You are in a horrible car accident. At the moment of impact, you throw yourself on top of the specimens you just collected to protect them instead of her….and she understands!
To improve your love life, she starts wearing a hardhat to bed.
The only new furniture she's wanted to buy in ten years is a specimen cabinet.
She never bothers asking for jewelry anymore. She just goes out and digs up her own.
|
|
|
Post by damammy on Feb 11, 2007 16:09:22 GMT -5
If co-workers want to do something nice for you and you are given a box of rocks and you like it.
You know a child will become a rockhound if as a joke he gets a lump of coal in his stocking at Christmas and he adds it to his quartz collection. Donna
|
|
|
Post by Chigoe on Feb 17, 2007 18:05:17 GMT -5
You might be a rockhound if you keep your rock hammer, chisels and other rock tools in your vehicle at all times, just in case. -you wear out more gloves than you do socks & underware -you have more square feet of your lawn covered with rocks than with grass -you keep a tumbler going 24/7 365 days a year
|
|
|
Post by colorado on Feb 17, 2007 18:23:32 GMT -5
and if you name your DOG "Colorado Smokey Quartz"..... what a solid name ;D
call him "Smokey"
|
|
|
Post by snakewrangler on Feb 20, 2007 0:32:00 GMT -5
-If you are looking at this board at 12:30 in the morning.
-If you can beat on a chisle without looking at it.
-If you have ever smashed your hand digging and just shrugged it off and kept going.
-If your desk is covered with rocks from the last dig you were at.
-If you LIVE TO DIG.
-If you are always thinking about digging.
-If you all books and magazines you own are about rocks and locations to dig.
-If you can keep digging with a broke arm.

List of tasks
(1) Answer from the rockhound posts:
(a) What does she start wearing to bed?
(b) What is the only new furniture she has wanted to buy in ten years?
(c) In the post by Chigoe, what do you wear out more of than socks and underwear?
(2) Pull out of the rockhound posts everything from "-If you can beat" down to "a broke arm.", copied word for word.
The items that come next are separate material, apart from the rockhound posts.

Information given

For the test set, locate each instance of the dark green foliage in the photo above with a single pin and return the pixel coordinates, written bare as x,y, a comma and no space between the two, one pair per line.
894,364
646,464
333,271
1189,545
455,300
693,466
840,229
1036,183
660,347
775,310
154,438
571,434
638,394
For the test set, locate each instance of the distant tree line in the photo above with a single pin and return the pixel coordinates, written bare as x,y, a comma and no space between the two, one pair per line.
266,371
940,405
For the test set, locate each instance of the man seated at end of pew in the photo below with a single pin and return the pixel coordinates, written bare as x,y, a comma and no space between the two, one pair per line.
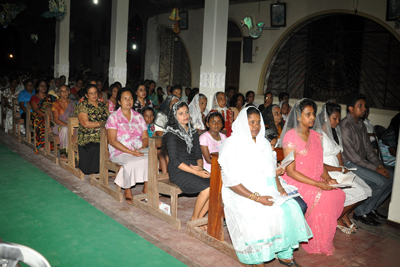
185,167
61,110
127,135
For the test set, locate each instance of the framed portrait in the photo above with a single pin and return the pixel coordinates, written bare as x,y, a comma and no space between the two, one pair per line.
278,15
392,9
184,22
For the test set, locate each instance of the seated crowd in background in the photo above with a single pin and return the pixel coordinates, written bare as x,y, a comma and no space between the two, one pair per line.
325,148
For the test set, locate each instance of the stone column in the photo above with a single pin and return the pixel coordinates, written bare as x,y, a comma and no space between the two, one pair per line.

Solutions to the problems
(1)
(a) A hardhat.
(b) A specimen cabinet.
(c) Gloves.

(2)
-If you can beat on a chisle without looking at it.
-If you have ever smashed your hand digging and just shrugged it off and kept going.
-If your desk is covered with rocks from the last dig you were at.
-If you LIVE TO DIG.
-If you are always thinking about digging.
-If you all books and magazines you own are about rocks and locations to dig.
-If you can keep digging with a broke arm.